**Reading passage**
As we continue to make arguments for gender pay equality, we must add to the litany, who benefits from this inequality? Who benefits from the discrimination of women in the workplace, in gallery shows and museums? Why are women still faced with the problem of balancing work and family? What can be done, what can society change in order to give women a more even playing field?

 

Marcia Kure is a Nigerian artist who lives and works in the USA. She trained at the University of Nigeria and is an alumna of Skowhegan School of Painting and Sculpture. Kure’s work was shown at the 11th Dak’Art, Senegal (2014) La Triennial, Paris (2013), International Biennial of Contemporary Art, Seville (2006), and Sharjah International Biennale (2005). A Research fellow of the Smithsonian Institution (2008), Visual Artist in Residence at the Victoria and Albert Museum (2014) and winner of Uche Okeke Prize for Drawing (1994). Kure’s work is in the collection of major museums in the United States and Europe. Her work was part of BODY TALK: Feminism, Sexuality and the Body in the Work of African Women Artists, WIELS Contemporary Art Center, Brussels, Frac Lorraine, France and Lunds Konsthall, Sweden (2015-16).

**Stated problem A**
In the Marcia Kure passage, at which university did Kure train?
**Stated problem B**
According to the Marcia Kure passage, what goal should changes made by society serve?
**Stated problem C**
Echo the Marcia Kure passage word for word, beginning at the words that read "Marcia Kure is" and stopping after "Konsthall, Sweden (2015-16).".

**Data rows**
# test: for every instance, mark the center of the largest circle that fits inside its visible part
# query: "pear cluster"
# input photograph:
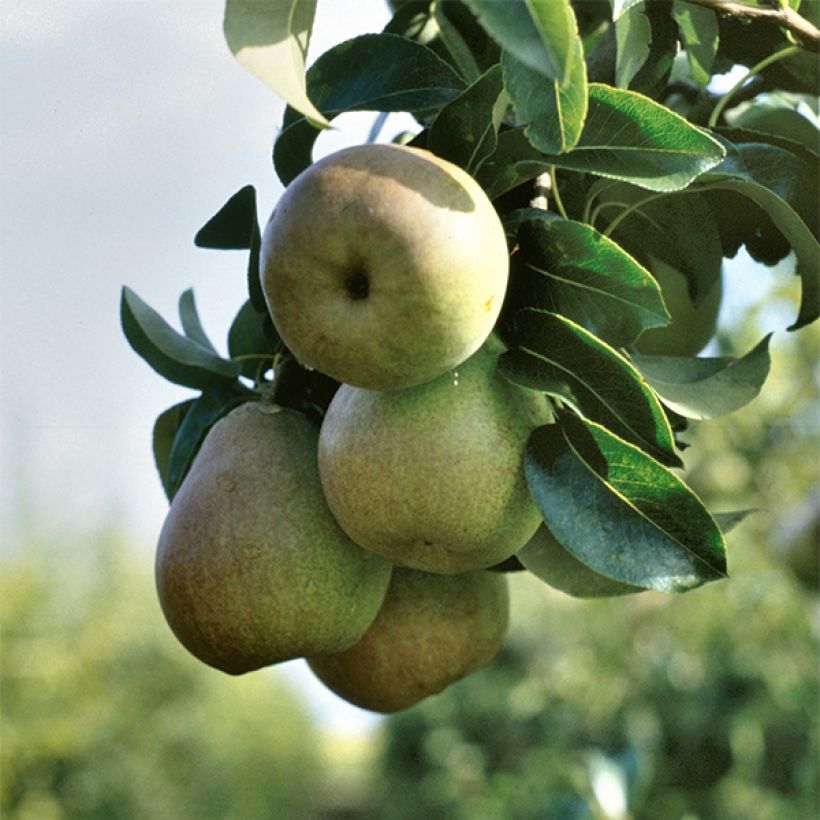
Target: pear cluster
(365, 545)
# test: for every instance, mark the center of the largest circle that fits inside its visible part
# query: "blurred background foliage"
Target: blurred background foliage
(703, 705)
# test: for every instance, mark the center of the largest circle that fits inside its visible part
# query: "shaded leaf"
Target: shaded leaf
(374, 72)
(620, 512)
(703, 388)
(559, 357)
(174, 356)
(571, 269)
(271, 41)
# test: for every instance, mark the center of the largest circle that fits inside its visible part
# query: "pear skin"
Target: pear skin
(431, 631)
(432, 477)
(251, 567)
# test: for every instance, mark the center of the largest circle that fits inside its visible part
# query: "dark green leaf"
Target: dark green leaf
(571, 269)
(250, 341)
(466, 129)
(703, 388)
(374, 72)
(174, 356)
(271, 41)
(548, 560)
(630, 137)
(189, 316)
(200, 416)
(699, 33)
(620, 512)
(539, 33)
(554, 114)
(164, 433)
(559, 357)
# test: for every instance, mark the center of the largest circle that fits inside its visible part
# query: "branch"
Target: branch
(802, 29)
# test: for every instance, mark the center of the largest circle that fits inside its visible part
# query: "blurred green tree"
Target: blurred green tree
(105, 716)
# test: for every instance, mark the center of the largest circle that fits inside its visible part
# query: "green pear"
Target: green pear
(690, 327)
(251, 567)
(432, 477)
(384, 266)
(431, 631)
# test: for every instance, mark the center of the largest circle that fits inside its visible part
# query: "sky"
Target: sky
(124, 125)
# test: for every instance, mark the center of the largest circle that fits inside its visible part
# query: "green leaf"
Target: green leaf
(775, 178)
(548, 560)
(698, 28)
(570, 268)
(632, 138)
(270, 39)
(619, 511)
(563, 359)
(236, 227)
(633, 36)
(466, 129)
(703, 388)
(250, 336)
(374, 72)
(554, 114)
(200, 416)
(189, 316)
(164, 433)
(176, 357)
(539, 33)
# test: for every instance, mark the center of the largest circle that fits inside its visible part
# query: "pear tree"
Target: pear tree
(476, 347)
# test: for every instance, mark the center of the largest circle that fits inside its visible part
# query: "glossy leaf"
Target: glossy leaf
(570, 268)
(553, 114)
(630, 137)
(176, 357)
(271, 41)
(164, 432)
(539, 33)
(191, 324)
(374, 72)
(550, 561)
(703, 388)
(559, 357)
(619, 511)
(465, 131)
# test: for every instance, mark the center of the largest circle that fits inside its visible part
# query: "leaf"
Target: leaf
(633, 36)
(174, 356)
(200, 416)
(773, 178)
(374, 72)
(619, 511)
(189, 316)
(704, 388)
(250, 336)
(632, 138)
(270, 39)
(465, 131)
(236, 227)
(539, 33)
(698, 28)
(554, 114)
(559, 357)
(571, 269)
(548, 560)
(164, 432)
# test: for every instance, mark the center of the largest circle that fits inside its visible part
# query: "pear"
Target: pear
(432, 476)
(431, 631)
(384, 266)
(251, 567)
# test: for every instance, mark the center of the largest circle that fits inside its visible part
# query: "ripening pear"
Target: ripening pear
(432, 477)
(384, 266)
(431, 631)
(251, 567)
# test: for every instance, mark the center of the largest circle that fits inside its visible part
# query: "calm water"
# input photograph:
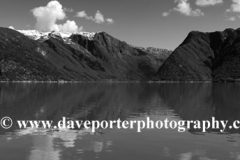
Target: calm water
(128, 101)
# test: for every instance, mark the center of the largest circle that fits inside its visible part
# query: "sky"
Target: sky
(146, 23)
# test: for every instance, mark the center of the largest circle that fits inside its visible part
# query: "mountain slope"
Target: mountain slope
(202, 56)
(73, 57)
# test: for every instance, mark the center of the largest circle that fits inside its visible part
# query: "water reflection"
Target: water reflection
(111, 101)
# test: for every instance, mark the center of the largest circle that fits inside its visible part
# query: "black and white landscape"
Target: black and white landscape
(128, 61)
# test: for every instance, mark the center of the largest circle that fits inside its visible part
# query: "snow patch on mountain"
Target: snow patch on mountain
(36, 35)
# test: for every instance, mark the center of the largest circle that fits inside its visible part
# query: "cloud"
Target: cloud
(235, 7)
(165, 14)
(11, 27)
(204, 3)
(98, 18)
(231, 19)
(110, 20)
(48, 15)
(184, 8)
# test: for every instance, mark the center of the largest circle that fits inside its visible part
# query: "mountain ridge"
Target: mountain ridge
(204, 56)
(74, 57)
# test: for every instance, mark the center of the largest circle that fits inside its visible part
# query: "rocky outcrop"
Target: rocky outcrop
(80, 57)
(204, 57)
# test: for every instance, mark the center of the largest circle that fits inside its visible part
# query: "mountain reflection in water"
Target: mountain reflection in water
(127, 101)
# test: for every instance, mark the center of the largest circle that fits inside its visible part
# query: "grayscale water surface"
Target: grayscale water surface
(111, 101)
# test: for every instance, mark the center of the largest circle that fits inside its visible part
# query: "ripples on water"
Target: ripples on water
(111, 101)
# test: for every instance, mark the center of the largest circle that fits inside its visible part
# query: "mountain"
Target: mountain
(213, 56)
(85, 56)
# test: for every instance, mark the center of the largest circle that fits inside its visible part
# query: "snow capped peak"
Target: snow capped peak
(36, 35)
(89, 35)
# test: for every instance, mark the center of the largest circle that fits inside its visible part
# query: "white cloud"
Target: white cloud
(110, 20)
(11, 27)
(204, 3)
(235, 7)
(47, 16)
(231, 18)
(98, 18)
(184, 8)
(165, 14)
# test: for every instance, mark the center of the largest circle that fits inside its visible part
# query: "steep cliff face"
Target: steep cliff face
(119, 58)
(204, 57)
(79, 57)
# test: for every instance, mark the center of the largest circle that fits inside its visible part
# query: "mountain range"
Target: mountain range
(85, 56)
(213, 56)
(29, 55)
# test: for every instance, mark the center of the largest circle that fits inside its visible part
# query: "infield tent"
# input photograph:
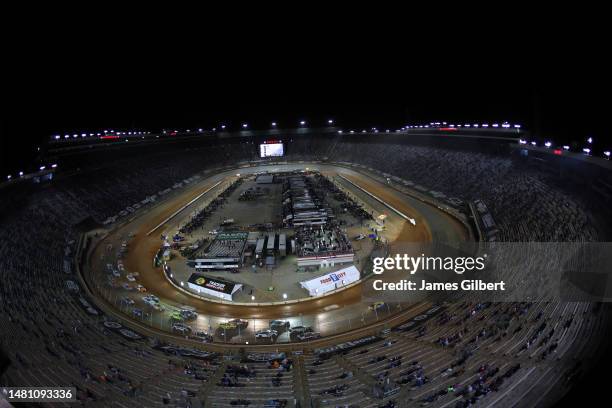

**Full output A**
The University of Nigeria.

**Full output B**
The passage asks what society can change in order to give women a more even playing field. That more even playing field is the aim it names for such changes.

**Full output C**
Marcia Kure is a Nigerian artist who lives and works in the USA. She trained at the University of Nigeria and is an alumna of Skowhegan School of Painting and Sculpture. Kure’s work was shown at the 11th Dak’Art, Senegal (2014) La Triennial, Paris (2013), International Biennial of Contemporary Art, Seville (2006), and Sharjah International Biennale (2005). A Research fellow of the Smithsonian Institution (2008), Visual Artist in Residence at the Victoria and Albert Museum (2014) and winner of Uche Okeke Prize for Drawing (1994). Kure’s work is in the collection of major museums in the United States and Europe. Her work was part of BODY TALK: Feminism, Sexuality and the Body in the Work of African Women Artists, WIELS Contemporary Art Center, Brussels, Frac Lorraine, France and Lunds Konsthall, Sweden (2015-16).